● **Objective**
Reproduce the listing below, substituting "rear bumper" for each occurrence of "front bumper" and leaving all other text unchanged.

● **Record extracts**
==================================================
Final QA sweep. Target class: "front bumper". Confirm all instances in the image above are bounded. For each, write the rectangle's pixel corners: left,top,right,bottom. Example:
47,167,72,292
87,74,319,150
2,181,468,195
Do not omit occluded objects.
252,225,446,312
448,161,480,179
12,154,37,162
==================================================
● **Result for this exercise**
Final QA sweep. Target class: "rear bumper". Confirm all instances in the image above are bounded. For each, write the rectangle's pixel corners: left,top,right,bottom. Example:
47,167,72,292
87,74,319,150
2,181,468,195
Do not omit occluded objects.
252,225,446,312
448,161,480,179
12,154,37,162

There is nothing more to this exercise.